All entries shown below should be duplicated character for character.

Stored items from a collection
- Opening Delimiter -
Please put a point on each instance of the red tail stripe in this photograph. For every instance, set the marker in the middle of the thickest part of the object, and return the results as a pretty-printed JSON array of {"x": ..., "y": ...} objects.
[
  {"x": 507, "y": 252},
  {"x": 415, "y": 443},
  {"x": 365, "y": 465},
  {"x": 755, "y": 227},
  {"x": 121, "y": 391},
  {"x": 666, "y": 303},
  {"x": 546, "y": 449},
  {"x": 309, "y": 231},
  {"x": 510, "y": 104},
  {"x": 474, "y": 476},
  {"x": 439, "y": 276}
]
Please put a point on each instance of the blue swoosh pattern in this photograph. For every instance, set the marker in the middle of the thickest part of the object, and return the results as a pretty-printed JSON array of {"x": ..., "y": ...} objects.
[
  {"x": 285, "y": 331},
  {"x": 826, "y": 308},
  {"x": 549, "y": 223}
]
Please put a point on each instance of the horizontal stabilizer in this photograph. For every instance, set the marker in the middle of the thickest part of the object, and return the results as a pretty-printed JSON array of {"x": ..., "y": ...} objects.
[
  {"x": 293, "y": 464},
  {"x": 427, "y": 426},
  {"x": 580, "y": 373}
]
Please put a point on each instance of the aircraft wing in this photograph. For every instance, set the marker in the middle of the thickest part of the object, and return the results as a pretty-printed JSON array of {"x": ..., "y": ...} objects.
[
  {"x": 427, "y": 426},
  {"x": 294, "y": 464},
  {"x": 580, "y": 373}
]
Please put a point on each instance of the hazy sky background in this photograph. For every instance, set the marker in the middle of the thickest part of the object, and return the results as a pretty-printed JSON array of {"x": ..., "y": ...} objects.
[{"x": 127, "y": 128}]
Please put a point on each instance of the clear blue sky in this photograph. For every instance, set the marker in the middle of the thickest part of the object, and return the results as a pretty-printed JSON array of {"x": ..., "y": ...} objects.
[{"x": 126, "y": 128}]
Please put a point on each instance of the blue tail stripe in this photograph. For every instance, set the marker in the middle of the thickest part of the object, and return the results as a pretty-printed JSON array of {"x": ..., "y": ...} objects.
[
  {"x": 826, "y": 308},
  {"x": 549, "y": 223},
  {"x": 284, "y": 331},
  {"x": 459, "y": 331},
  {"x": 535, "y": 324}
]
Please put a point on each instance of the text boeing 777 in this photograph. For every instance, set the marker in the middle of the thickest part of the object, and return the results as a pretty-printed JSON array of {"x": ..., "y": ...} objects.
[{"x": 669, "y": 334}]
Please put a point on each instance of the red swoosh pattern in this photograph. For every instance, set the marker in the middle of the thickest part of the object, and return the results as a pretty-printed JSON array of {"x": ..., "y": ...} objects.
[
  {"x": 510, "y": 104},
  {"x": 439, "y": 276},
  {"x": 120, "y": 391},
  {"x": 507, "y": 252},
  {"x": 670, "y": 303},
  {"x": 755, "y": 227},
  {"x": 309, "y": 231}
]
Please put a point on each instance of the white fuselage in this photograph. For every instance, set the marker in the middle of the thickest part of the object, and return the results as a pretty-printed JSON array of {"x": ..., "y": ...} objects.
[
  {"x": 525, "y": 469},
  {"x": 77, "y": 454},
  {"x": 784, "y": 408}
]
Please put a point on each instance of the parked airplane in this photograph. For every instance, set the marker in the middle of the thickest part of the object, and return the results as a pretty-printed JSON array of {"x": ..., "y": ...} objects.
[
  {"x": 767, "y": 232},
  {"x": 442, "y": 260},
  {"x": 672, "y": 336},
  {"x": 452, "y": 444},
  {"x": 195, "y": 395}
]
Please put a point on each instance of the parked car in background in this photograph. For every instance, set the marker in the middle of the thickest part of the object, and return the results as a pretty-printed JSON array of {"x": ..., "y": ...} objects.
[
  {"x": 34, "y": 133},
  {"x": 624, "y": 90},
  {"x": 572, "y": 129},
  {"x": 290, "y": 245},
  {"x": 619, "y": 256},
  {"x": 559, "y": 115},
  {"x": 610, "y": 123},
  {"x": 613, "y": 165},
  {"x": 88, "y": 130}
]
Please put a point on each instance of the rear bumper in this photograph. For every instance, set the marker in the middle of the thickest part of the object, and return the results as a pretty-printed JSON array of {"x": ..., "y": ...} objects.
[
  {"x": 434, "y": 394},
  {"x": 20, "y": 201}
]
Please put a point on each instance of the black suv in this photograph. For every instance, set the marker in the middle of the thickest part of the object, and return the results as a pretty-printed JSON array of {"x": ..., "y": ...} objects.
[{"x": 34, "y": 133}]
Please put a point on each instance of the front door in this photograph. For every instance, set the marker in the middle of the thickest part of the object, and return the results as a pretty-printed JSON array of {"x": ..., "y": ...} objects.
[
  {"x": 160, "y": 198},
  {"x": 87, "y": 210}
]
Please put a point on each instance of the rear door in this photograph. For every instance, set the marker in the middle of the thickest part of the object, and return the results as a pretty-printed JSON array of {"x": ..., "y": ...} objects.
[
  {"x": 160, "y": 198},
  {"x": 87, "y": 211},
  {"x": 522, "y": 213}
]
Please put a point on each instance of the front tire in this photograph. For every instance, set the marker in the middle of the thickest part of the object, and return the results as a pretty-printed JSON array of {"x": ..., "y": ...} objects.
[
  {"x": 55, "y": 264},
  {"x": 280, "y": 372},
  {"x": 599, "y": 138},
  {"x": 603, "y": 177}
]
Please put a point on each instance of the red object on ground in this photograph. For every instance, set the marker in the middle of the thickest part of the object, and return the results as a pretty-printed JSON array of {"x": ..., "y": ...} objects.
- Closing Delimiter -
Response:
Please put a point on each instance of the red tail stripe in this photograph. For every instance, set the marker in the middle of the thickest part of the object, and return the results as a pretty-printed JSON array of {"x": ..., "y": ...} objects.
[
  {"x": 507, "y": 252},
  {"x": 415, "y": 443},
  {"x": 365, "y": 465},
  {"x": 755, "y": 227},
  {"x": 121, "y": 391},
  {"x": 666, "y": 303},
  {"x": 546, "y": 449},
  {"x": 309, "y": 231},
  {"x": 510, "y": 104},
  {"x": 474, "y": 476},
  {"x": 439, "y": 276}
]
Please put a point on each instance of the blue swoosh pattern in this photograph. For every instance, set the marker in the middle of the thickest part of the object, and return the results as a pretty-printed JSON array of {"x": ..., "y": ...} objects.
[
  {"x": 285, "y": 331},
  {"x": 826, "y": 308},
  {"x": 549, "y": 223}
]
Please put a point on each instance of the horizontal stabilizer in this photograph. For every instance, set the marker in the middle of the thickest part of the object, and return the results as a pretty-printed JSON array of {"x": ..., "y": ...} objects.
[
  {"x": 293, "y": 464},
  {"x": 427, "y": 426},
  {"x": 580, "y": 373}
]
Please put a point on each instance of the aircraft wing in this photograph. For every instance, set the marker in the middle of the thickest part of the object, and return the results as a pretty-printed JSON array of {"x": ..., "y": ...} objects.
[
  {"x": 427, "y": 426},
  {"x": 294, "y": 464},
  {"x": 580, "y": 373}
]
Please put a point on each instance of the hazy sky background in this photograph. For every instance, set the marker in the middle of the thickest part of the object, and return the results as a pretty-printed JSON array of {"x": ..., "y": ...} objects.
[{"x": 127, "y": 128}]
Please put a point on each instance of the clear blue sky in this photograph. For every instance, set the marker in the middle of the thickest part of the object, and return the results as a pretty-printed JSON array of {"x": ..., "y": ...} objects.
[{"x": 126, "y": 128}]
Please put a point on each instance of the blue tail stripe in this photograph. For every instance, set the marker in the middle of the thickest part of the object, and return the results as a pretty-printed JSON array of {"x": ..., "y": ...} objects.
[
  {"x": 826, "y": 308},
  {"x": 549, "y": 223},
  {"x": 284, "y": 331},
  {"x": 459, "y": 331},
  {"x": 535, "y": 324}
]
Please put a point on each instance of the text boeing 777 in this photograph. For every instance, set the marker in the middle of the thickest part of the object, and return the results as a pretty-printed JSON array of {"x": ..., "y": ...} objects.
[{"x": 669, "y": 334}]
Please put a point on each instance of the red swoosh pattern in this photograph. For every instance, set the marker in the middle of the thickest part of the object, and return the results as a pretty-printed JSON array of {"x": ..., "y": ...} objects.
[
  {"x": 510, "y": 104},
  {"x": 439, "y": 276},
  {"x": 120, "y": 391},
  {"x": 507, "y": 252},
  {"x": 670, "y": 303},
  {"x": 755, "y": 227},
  {"x": 309, "y": 231}
]
Please put a point on each instance of the white fuselage in this photograph. For every instance, set the marker in the middle of the thickest part of the object, and return the results as a pretty-printed JSON array of {"x": ..., "y": ...} objects.
[
  {"x": 525, "y": 469},
  {"x": 77, "y": 454},
  {"x": 784, "y": 408}
]
Please put a point on each instance of the parked airplane in this photograph. For every instance, set the marker in the middle of the thickest part of the object, and return the results as a pretty-printed JSON array of {"x": ..., "y": ...} objects.
[
  {"x": 767, "y": 232},
  {"x": 442, "y": 260},
  {"x": 672, "y": 336},
  {"x": 452, "y": 444},
  {"x": 195, "y": 395}
]
Please put a point on each instance of the parked car in background in this photograph. For every instance, set the marker in the middle of the thickest part of the object, and return the results as a pretty-printed JSON array of {"x": ..., "y": ...} objects.
[
  {"x": 34, "y": 133},
  {"x": 624, "y": 90},
  {"x": 572, "y": 129},
  {"x": 290, "y": 245},
  {"x": 619, "y": 256},
  {"x": 559, "y": 115},
  {"x": 610, "y": 123},
  {"x": 613, "y": 165},
  {"x": 88, "y": 130}
]
Please put a point on each instance of the rear bumper in this photograph. For every instance, set the marker in the middle of the thickest part of the object, and return the results as a pretty-printed JSON array of {"x": ..., "y": ...} objects.
[
  {"x": 434, "y": 394},
  {"x": 20, "y": 201}
]
Please put a point on each instance of the black suv in this photograph. For every instance, set the marker in the middle of the thickest part of the object, and return the results as a pretty-printed JSON array of {"x": ..., "y": ...} objects.
[{"x": 34, "y": 133}]
Please put a point on each instance of the front door in this photograph. For every instance, set the marker in the middle of the thickest part of the object, and return the results as a pretty-printed JSON array of {"x": ..., "y": ...} objects.
[
  {"x": 160, "y": 198},
  {"x": 87, "y": 210}
]
Please put a point on each instance of the rear door in this photograph. For every instance, set the marker in the middle of the thickest part of the object, and return the results as a pretty-printed JSON array of {"x": ..., "y": ...} objects.
[
  {"x": 160, "y": 198},
  {"x": 87, "y": 211},
  {"x": 522, "y": 213}
]
Please put a point on each instance of the front tire in this photograph. For every instance, set the marker in the middle of the thickest part of the object, and return the results as a pretty-printed JSON array of {"x": ..., "y": ...} objects.
[
  {"x": 55, "y": 264},
  {"x": 280, "y": 372},
  {"x": 599, "y": 138},
  {"x": 603, "y": 177}
]
Please put a point on each instance of the red object on ground in this photograph. For every instance, set the marker in the middle of the thickest part of the object, and return the results as a pretty-printed JSON array of {"x": ..., "y": ...} objects.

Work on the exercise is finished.